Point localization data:

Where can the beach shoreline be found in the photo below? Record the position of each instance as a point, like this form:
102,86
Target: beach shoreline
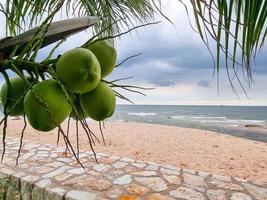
184,147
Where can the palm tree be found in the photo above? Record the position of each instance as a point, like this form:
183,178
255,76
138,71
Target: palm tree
237,26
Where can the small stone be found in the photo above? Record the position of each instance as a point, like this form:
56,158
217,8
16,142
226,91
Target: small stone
172,167
30,178
240,180
157,196
137,190
195,182
63,176
114,158
65,160
101,167
43,183
114,193
257,192
77,171
189,171
152,167
145,173
172,179
128,160
156,184
169,171
216,194
80,195
187,193
203,174
123,180
54,164
240,196
119,165
57,172
130,169
139,165
128,197
226,185
222,178
54,193
100,185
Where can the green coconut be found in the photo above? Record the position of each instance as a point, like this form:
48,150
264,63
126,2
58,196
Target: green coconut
106,55
100,103
79,114
54,112
14,103
79,70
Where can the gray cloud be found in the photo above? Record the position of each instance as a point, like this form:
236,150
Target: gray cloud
203,83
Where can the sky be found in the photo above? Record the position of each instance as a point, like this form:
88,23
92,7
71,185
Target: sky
176,63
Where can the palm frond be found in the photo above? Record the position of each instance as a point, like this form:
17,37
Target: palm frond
237,26
24,14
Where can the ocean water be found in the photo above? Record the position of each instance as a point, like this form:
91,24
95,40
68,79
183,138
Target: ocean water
224,119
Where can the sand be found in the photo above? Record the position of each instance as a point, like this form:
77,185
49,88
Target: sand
184,147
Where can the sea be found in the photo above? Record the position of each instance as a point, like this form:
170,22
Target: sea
222,119
229,120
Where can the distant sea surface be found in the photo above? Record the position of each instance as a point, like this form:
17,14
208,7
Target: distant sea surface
223,119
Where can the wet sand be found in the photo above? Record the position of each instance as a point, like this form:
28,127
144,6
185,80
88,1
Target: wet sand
184,147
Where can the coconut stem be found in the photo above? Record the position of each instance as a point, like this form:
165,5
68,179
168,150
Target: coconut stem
21,139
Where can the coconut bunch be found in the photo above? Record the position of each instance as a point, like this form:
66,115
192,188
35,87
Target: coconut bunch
77,90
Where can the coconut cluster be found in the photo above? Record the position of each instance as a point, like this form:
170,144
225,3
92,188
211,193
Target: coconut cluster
80,71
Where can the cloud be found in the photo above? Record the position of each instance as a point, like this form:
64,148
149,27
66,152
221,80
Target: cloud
203,83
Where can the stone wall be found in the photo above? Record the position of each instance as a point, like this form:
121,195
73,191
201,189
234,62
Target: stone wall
44,173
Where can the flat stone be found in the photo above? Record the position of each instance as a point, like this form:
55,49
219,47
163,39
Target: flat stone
57,171
123,180
137,190
128,197
195,182
172,167
240,180
203,174
65,160
240,196
257,192
63,176
169,171
172,179
129,160
222,178
152,167
77,171
114,193
157,196
80,195
54,164
145,173
30,178
54,193
100,185
216,194
130,169
101,167
226,185
189,171
187,193
138,165
43,183
119,165
156,184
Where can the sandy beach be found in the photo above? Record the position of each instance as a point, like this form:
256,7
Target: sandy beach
183,147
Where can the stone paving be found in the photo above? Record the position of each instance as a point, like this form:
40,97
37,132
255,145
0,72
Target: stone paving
44,173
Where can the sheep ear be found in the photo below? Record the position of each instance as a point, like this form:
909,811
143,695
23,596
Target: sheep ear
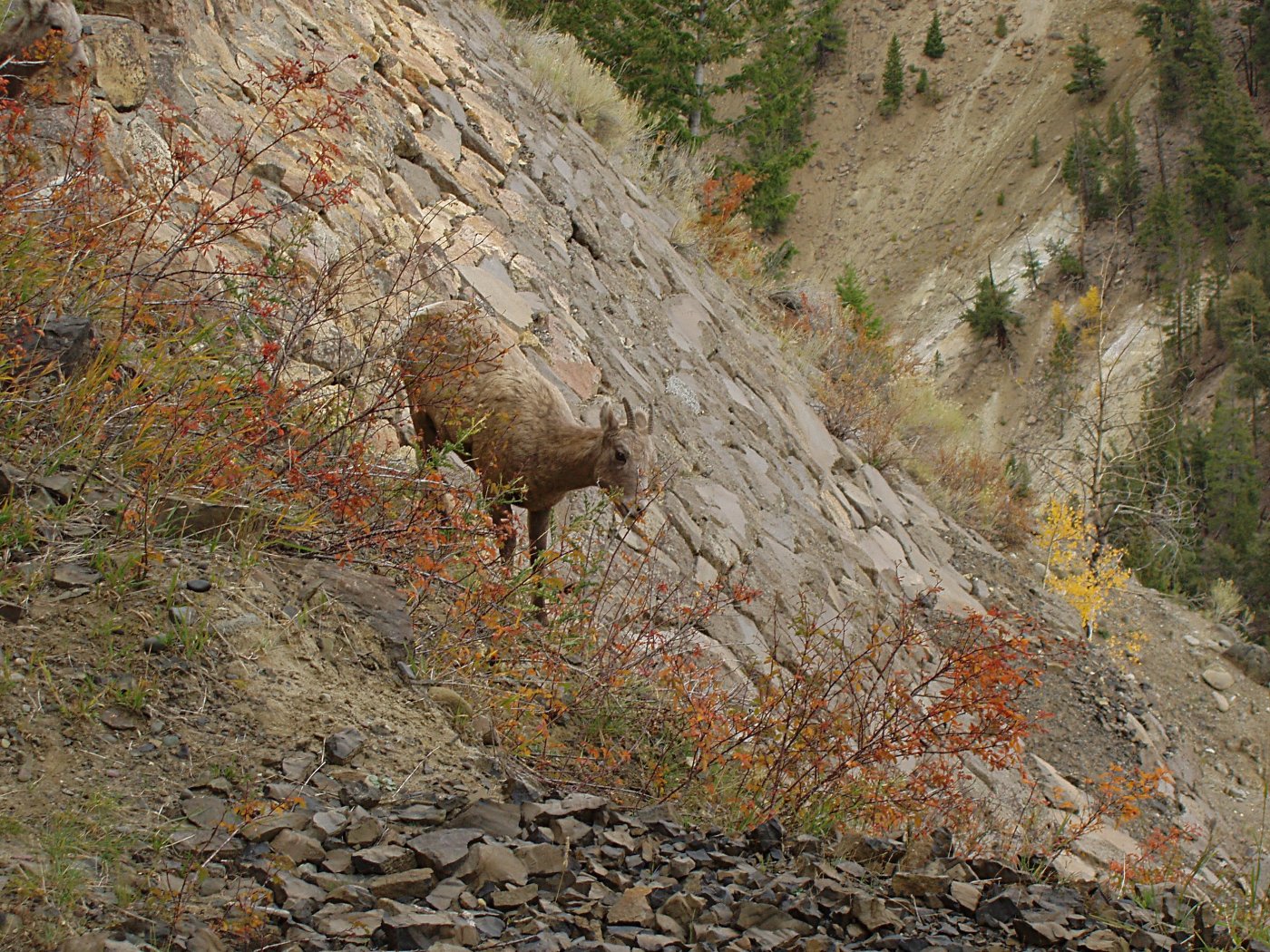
607,418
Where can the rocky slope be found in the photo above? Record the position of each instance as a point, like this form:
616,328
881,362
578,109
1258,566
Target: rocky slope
459,151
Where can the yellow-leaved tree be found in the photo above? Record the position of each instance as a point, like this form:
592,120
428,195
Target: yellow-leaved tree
1081,568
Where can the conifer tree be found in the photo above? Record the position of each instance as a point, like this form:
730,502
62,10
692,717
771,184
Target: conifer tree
991,314
771,129
1088,67
933,47
1085,171
892,79
1124,170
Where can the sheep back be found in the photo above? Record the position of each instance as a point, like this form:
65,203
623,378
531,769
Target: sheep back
466,374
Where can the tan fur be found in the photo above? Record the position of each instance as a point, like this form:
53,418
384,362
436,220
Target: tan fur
467,384
29,21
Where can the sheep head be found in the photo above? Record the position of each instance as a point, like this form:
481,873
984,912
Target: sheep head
626,456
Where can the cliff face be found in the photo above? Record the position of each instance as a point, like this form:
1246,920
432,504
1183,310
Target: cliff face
466,169
457,150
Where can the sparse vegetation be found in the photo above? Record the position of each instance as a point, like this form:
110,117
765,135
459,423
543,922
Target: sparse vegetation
991,314
1088,67
555,61
933,46
892,80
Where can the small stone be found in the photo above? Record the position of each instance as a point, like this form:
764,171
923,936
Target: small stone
1105,941
209,812
298,847
499,821
409,884
495,863
183,615
342,746
965,895
997,910
632,908
908,884
442,850
75,577
269,825
298,897
1041,933
339,919
329,822
1218,678
381,860
542,859
364,831
513,897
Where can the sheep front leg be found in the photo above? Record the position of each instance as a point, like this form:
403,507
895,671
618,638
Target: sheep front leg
504,524
540,527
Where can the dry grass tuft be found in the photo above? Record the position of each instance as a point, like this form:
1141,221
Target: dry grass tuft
558,66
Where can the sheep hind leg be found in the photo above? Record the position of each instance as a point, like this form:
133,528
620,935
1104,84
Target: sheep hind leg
504,527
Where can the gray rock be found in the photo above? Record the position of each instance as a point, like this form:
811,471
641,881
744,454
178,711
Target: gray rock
345,745
491,818
1254,659
444,850
298,847
73,577
381,860
1216,676
495,863
409,884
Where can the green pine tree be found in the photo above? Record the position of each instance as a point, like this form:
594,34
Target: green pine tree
1123,169
991,314
771,130
1232,485
933,46
1085,171
892,79
1088,67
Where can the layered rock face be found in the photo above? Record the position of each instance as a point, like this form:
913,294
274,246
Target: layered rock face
463,161
457,150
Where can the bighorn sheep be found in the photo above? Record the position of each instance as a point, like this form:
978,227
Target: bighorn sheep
23,22
467,384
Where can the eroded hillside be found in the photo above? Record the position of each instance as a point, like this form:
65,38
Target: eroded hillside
460,161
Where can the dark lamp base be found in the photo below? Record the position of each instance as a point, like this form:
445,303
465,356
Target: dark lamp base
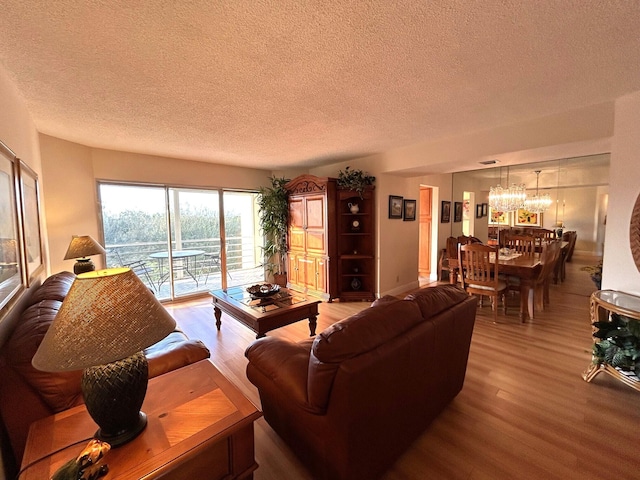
83,265
113,394
115,440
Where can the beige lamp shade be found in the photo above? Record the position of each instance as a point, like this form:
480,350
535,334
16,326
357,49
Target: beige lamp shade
82,246
107,315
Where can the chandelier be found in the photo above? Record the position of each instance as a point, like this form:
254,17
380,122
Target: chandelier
507,199
538,203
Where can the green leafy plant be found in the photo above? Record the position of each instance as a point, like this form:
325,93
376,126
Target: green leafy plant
619,344
273,209
356,180
596,273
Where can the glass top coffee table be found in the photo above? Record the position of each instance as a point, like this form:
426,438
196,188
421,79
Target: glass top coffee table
264,314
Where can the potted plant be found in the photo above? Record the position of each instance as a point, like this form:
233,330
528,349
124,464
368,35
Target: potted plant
355,180
273,209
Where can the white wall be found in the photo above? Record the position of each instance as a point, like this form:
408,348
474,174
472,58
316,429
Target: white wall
619,271
71,172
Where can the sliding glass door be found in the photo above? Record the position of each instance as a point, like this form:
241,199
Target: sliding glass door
182,241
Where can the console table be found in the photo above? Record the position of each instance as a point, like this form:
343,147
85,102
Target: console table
199,426
603,304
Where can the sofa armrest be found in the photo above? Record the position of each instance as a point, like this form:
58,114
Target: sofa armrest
173,352
284,363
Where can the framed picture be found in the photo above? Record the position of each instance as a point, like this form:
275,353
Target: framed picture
498,218
30,209
11,277
409,209
525,218
445,212
395,206
457,211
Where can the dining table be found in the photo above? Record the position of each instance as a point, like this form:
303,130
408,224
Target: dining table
526,267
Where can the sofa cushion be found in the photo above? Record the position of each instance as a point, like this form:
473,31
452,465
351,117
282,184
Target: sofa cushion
55,287
365,330
60,390
351,337
433,300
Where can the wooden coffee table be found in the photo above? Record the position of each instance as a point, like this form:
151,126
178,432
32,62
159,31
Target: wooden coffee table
264,314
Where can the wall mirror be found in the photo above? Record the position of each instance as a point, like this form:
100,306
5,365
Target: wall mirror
578,187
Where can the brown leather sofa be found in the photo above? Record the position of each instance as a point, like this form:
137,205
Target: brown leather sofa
351,401
27,394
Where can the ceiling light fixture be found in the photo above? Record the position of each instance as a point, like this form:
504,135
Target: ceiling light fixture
507,199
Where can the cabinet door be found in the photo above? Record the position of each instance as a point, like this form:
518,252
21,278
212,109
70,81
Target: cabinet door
293,269
296,223
321,274
315,224
307,270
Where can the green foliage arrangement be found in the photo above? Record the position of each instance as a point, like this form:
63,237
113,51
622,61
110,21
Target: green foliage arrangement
273,208
596,273
619,344
356,180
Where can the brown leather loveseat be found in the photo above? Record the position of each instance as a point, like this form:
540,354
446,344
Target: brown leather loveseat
27,394
350,401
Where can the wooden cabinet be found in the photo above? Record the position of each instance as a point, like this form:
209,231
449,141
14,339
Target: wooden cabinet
311,237
356,245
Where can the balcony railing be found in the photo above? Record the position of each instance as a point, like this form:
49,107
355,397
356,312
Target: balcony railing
205,272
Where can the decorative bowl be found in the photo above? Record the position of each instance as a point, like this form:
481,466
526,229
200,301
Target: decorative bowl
263,290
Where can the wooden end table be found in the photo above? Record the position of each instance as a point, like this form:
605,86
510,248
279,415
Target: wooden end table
199,426
264,314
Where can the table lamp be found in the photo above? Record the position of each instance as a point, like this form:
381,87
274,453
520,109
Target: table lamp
105,321
81,247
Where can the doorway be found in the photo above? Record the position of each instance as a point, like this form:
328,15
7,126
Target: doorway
425,216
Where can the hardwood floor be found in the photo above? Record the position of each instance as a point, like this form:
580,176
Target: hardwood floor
524,411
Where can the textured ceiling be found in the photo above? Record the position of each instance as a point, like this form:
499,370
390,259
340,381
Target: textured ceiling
281,83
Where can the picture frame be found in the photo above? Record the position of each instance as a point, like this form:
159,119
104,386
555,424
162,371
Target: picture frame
395,206
409,210
457,211
30,210
499,218
526,218
11,268
445,211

How to complete this task:
What lines of the data include the word "below"? Copy each of them.

Written answer:
Where can the beach shoreline be found in the photo below? Record the position of each instance as a point, like this form:
Where can the sheep ear be found in the photo below? Record the position of each instance as a point, like this form:
Where can the dark lamp base be found in the photo below? Record the position of each instance as a point, like this form:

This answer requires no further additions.